Given passage:
_____
VanVleet was the kid who only needed a foot in the door, Cornell said.

“His mindset going to tournaments was his bag was his briefcase, and this was a business trip to get him to where he intended to go in the future,” the coach said.

VanVleet committed to Wichita State ahead of his Grade 12 year, so Shockers coach Gregg Marshall caught most of his final two AAU seasons.

“Pryme Time was this little team out of Rockford, just a bunch of dudes, a ragtag group. But they were beating all of the great shoe-company, elite AAU programs and Fred was just orchestrating the whole thing,” Marshall said. “I’m sitting there going, ‘wow.’ I mean, he’s literally taking this group and winning.”

He did the same thing at Wichita State, taking the Shockers to the Final Four in 2013.

“No matter what the stage, he believes he’s put in the work, and he’s got the mindset and the calmness, and he’s precocious if you will,” Marshall said. “And he just seems to will his team to be … the sum is better than the individual parts, right?”

VanVleet was just a freshman when he led the Shockers to an upset of Gonzaga at the 2013 NCAA tournament. With a little less than two minutes to play, Wichita was up by a couple of points, and VanVleet fumbled the ball toward his team’s bench. He managed to retrieve it but not in time to fully turn to face the net.

“He didn’t hesitate, he just shot it, and as a freshman, to take a shot like that,” the coach marvelled. “And as it was going through the net, he just looked at me like, ‘Oh, that was good the whole way’ and gave me this little shrug.

“It reminded me so much of some shots that he hit in the clinching game for the title last year.”

VanVleet, who’s earning just more than US$9-million this season, will be a hot commodity in free agency come October, and re-signing him should be a top priority for Toronto.

Rockford Mayor Tom McNamara said he believes there’s no putting a pricetag on VanVleet’s efforts off the court as well, and the guard’s commitment to his hometown.

“Kind of weird to say about someone with such star power as Fred, but he’s a better person off the court than he is a basketball player on the court,” said the 37-year-old McNamara, whose dad, John, was Rockford’s mayor in the 1980s.

The city of 150,000 is infamous for being listed among the most dangerous cities in the United States in past years, with a violent crime rate ranking worse than nearby Chicago.
_____
Activity list:
[A] According to the passage about Fred VanVleet, what is the population of Rockford?
[B] Please write what comes next in the passage about Fred VanVleet, picking up after its final sentence.

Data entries
_____
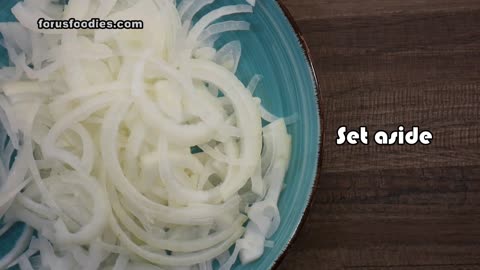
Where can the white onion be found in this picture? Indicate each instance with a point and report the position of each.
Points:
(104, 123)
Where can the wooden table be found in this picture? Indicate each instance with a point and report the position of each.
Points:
_____
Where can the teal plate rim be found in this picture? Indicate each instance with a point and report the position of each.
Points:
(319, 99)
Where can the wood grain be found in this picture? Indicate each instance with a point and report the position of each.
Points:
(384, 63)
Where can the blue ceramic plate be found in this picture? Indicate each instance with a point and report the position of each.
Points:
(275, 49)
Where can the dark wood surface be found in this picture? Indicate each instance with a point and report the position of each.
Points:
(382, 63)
_____
Answers for each item:
[A] 150,000

[B]
VanVleet’s roots there still run deep. He sells his “Bet on Yourself” sportswear line out of his downtown shop. The city held viewing parties – “our own mini-Jurassic Parks,” McNamara said – during last year’s Raptors playoff run. He was presented with a key to the city. McNamara joked the city’s nickname would forever be “Fredford.”

“He’s made a lifelong Bulls fan into a Raptors fan,” McNamara said.

VanVleet organizes annual backpack giveaways for Rockford kids. He posted a message to Rockfordians at the beginning of the COVID-19 pandemic urging them to stay safe. When McNamara implemented the Mayor’s Office on Domestic Violence and Human Trafficking Prevention, he reached out to VanVleet for support.

“Obviously with his schedule, he can’t go into every high school with me. But he did videos for us. I’ve never once called and asked him for anything where he’s said no to, that benefits the community,” McNamara said.

VanVleet’s father – also named Fred – was shot to death in 1999 in what’s been reported as a drug deal that went bad. VanVleet was 5 at the time, and was raised by his mom Sue and stepfather Joe Danforth, a police officer who introduced him to basketball at a young age to steer him away from trouble.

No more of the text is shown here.